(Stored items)
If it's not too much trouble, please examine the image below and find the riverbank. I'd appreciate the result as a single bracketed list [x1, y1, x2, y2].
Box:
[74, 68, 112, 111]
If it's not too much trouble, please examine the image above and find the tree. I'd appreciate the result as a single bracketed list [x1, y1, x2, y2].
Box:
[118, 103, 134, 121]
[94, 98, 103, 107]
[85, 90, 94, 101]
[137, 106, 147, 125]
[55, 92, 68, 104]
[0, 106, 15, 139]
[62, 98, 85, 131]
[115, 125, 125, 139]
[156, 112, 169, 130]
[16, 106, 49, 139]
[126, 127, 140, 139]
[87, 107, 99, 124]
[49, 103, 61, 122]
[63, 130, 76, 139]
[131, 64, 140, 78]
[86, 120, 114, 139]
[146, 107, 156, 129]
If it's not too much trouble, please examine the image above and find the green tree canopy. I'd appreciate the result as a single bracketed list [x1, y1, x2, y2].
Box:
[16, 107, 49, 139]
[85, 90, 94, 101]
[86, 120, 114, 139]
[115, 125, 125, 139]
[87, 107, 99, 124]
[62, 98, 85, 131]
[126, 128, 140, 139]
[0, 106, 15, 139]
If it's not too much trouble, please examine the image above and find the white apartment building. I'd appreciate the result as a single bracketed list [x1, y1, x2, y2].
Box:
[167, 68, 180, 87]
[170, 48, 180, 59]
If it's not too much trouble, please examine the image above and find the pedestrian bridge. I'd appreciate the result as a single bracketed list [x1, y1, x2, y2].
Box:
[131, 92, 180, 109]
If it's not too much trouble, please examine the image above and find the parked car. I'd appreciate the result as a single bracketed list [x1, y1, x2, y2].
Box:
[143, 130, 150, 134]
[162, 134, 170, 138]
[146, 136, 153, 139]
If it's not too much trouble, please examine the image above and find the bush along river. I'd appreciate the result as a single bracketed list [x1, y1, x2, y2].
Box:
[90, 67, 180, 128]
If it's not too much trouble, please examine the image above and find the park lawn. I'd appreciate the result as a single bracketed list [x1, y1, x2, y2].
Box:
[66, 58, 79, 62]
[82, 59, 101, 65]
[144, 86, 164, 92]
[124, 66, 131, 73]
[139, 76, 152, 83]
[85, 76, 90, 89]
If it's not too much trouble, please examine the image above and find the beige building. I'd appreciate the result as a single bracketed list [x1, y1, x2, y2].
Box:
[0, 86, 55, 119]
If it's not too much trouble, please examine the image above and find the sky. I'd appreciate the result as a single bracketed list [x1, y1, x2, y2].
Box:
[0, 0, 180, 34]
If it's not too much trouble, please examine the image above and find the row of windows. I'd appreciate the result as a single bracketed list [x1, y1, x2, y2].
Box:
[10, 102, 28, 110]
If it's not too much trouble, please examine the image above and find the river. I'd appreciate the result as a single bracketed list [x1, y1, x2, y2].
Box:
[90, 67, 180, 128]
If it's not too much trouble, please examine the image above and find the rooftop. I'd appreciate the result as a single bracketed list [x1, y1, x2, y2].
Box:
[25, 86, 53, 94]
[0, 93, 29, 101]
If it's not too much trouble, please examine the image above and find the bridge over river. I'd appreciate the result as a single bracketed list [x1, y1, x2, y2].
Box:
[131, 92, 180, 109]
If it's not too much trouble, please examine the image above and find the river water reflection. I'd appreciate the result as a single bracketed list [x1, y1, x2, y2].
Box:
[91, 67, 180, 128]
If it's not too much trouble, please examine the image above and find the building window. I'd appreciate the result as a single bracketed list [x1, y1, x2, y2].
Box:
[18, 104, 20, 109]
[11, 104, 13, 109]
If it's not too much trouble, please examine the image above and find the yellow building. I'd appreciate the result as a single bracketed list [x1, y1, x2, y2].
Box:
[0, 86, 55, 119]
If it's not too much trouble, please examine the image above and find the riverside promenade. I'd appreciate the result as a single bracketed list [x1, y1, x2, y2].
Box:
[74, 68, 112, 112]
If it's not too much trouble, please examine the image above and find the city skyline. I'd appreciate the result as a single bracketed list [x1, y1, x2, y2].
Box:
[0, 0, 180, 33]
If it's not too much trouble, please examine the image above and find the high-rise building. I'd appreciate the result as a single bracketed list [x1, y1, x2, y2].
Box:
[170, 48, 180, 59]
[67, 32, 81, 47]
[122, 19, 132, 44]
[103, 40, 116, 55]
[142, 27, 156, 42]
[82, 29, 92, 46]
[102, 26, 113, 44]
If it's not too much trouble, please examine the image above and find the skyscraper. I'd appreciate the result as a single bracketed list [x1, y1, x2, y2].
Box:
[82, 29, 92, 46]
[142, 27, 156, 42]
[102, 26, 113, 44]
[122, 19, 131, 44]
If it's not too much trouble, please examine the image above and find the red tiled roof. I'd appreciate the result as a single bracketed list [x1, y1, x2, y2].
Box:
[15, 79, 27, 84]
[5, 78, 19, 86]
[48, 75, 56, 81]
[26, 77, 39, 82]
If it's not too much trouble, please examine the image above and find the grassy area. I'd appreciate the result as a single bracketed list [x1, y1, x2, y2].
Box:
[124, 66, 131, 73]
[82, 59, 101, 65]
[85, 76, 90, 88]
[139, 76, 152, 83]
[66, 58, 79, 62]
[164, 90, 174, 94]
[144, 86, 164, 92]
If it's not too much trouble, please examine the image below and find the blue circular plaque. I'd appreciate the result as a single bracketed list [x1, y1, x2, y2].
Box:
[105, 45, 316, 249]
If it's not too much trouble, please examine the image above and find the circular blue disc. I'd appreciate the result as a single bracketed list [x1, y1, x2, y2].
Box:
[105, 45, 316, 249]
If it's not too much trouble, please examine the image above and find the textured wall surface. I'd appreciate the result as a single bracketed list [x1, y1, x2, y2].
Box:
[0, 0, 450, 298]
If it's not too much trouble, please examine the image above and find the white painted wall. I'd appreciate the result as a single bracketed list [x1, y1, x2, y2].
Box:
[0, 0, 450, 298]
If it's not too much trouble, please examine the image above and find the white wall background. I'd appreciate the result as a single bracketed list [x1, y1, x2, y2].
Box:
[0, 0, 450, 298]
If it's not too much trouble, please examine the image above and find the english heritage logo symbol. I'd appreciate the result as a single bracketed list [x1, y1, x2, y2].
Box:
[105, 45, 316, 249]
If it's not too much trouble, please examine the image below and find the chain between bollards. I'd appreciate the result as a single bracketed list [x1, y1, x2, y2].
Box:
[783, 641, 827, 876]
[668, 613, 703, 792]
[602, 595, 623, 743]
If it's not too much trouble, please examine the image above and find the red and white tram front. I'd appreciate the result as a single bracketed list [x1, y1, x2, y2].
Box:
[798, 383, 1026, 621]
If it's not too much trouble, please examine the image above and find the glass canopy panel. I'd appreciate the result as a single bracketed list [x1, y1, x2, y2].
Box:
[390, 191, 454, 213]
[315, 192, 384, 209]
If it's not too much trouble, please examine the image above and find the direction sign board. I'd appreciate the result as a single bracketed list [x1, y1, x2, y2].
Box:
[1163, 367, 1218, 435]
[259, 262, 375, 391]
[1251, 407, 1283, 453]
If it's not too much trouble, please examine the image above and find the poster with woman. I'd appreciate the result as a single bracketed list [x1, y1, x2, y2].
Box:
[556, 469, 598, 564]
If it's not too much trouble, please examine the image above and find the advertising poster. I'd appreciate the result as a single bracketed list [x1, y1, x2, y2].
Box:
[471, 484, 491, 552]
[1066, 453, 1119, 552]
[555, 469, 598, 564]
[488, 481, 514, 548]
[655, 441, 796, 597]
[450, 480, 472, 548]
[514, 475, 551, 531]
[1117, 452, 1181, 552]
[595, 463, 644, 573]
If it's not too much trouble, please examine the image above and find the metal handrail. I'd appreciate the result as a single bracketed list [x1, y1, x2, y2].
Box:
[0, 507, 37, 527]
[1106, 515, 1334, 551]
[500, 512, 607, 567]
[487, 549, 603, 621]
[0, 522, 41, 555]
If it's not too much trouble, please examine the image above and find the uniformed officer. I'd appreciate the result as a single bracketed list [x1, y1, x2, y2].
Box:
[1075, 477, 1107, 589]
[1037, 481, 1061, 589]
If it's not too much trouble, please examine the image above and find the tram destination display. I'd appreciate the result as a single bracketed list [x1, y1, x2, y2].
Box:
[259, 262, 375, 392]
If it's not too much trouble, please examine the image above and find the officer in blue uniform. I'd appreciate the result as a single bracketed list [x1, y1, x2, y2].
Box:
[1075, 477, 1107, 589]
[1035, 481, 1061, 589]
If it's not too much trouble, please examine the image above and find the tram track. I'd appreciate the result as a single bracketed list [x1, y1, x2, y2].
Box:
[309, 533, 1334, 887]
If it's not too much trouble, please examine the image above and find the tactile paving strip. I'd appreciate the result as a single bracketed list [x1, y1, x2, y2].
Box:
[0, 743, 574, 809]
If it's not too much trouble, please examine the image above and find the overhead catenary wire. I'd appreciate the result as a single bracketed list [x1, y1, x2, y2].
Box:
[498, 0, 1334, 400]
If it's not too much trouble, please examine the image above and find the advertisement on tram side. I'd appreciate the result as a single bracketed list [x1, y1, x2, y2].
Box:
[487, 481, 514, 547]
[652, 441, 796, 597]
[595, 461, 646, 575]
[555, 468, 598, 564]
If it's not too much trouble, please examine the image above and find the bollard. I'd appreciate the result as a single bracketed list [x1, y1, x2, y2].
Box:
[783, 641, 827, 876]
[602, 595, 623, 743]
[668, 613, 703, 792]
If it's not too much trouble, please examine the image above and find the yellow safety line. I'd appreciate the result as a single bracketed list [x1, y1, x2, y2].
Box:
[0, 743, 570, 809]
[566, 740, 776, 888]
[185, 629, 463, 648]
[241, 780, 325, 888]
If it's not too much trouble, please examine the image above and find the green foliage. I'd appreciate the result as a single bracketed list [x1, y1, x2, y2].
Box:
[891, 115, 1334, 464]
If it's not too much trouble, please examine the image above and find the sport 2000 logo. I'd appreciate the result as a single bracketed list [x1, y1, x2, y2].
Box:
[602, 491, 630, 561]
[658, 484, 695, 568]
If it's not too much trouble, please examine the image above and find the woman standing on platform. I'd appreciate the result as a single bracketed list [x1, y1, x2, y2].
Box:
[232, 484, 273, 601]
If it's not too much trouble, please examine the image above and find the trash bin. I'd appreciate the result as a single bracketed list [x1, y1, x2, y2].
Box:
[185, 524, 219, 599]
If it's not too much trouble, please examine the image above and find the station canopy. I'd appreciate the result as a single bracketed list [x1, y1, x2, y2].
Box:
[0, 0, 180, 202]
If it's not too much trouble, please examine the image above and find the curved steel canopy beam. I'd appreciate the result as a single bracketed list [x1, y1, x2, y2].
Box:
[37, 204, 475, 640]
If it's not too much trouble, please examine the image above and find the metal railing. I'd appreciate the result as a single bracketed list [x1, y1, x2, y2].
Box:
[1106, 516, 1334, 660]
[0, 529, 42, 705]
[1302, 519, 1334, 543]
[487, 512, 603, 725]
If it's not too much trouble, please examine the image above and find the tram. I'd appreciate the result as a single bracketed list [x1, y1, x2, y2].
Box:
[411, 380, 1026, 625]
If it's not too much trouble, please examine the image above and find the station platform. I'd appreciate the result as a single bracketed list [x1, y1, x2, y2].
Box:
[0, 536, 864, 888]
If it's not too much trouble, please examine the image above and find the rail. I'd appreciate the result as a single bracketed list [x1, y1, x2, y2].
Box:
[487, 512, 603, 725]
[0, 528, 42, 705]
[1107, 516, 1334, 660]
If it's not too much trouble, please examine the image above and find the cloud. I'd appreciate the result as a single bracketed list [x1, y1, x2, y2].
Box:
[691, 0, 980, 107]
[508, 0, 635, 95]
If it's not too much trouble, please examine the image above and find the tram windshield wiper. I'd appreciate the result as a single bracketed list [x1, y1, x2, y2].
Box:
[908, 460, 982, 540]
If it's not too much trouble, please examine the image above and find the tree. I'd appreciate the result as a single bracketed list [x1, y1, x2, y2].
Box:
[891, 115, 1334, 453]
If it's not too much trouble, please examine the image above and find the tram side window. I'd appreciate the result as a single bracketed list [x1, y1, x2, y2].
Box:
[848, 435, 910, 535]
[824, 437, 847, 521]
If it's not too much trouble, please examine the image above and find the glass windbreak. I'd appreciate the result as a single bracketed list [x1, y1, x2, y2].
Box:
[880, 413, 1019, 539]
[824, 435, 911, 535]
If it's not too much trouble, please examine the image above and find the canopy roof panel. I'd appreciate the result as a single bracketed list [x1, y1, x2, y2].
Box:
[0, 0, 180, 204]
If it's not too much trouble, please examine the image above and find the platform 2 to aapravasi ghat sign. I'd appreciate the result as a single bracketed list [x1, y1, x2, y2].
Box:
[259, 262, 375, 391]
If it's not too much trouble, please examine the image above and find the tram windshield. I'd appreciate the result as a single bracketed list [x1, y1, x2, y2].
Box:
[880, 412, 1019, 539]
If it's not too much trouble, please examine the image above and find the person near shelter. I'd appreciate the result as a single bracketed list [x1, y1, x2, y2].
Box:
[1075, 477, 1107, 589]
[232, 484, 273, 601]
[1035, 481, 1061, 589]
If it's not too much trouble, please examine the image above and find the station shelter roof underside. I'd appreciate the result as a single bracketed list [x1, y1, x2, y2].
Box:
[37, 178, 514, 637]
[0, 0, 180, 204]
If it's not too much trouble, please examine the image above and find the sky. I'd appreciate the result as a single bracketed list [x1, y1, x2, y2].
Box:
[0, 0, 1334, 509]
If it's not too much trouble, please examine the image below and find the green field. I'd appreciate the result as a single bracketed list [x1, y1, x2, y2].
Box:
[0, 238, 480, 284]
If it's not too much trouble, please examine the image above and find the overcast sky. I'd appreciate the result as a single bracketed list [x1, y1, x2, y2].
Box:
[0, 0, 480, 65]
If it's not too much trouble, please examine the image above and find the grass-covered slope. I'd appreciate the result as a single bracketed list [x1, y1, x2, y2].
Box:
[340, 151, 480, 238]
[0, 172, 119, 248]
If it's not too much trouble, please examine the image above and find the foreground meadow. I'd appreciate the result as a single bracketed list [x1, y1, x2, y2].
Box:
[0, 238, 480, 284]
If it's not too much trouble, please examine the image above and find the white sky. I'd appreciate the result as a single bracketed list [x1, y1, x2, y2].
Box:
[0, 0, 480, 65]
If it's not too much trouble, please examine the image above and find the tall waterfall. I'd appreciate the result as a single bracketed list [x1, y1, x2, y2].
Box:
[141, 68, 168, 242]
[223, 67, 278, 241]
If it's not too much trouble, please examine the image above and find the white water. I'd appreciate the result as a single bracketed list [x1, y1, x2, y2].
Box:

WHAT TO DO
Edit the material from its start through the line containing "[146, 107, 156, 129]" by replacing "examine" with "inspect", leaving everything else unchanged. Give back only those lines.

COMPLETED TASK
If it's not too much trouble, please inspect the image below and find the riverbank. I'd appreciate the result as a single bracketed list [x1, y1, x2, y2].
Box:
[74, 68, 112, 111]
If it's not too much trouble, please inspect the image above and find the tree. I'd appreciate the result as a single bracketed list [x1, y1, x2, y2].
Box:
[118, 103, 134, 121]
[94, 98, 103, 107]
[85, 90, 94, 101]
[137, 106, 147, 125]
[55, 92, 68, 104]
[0, 106, 15, 139]
[62, 98, 85, 131]
[115, 125, 125, 139]
[156, 112, 169, 130]
[16, 106, 49, 139]
[126, 127, 140, 139]
[87, 107, 99, 124]
[49, 103, 61, 122]
[63, 130, 76, 139]
[131, 64, 140, 78]
[86, 120, 114, 139]
[146, 107, 156, 129]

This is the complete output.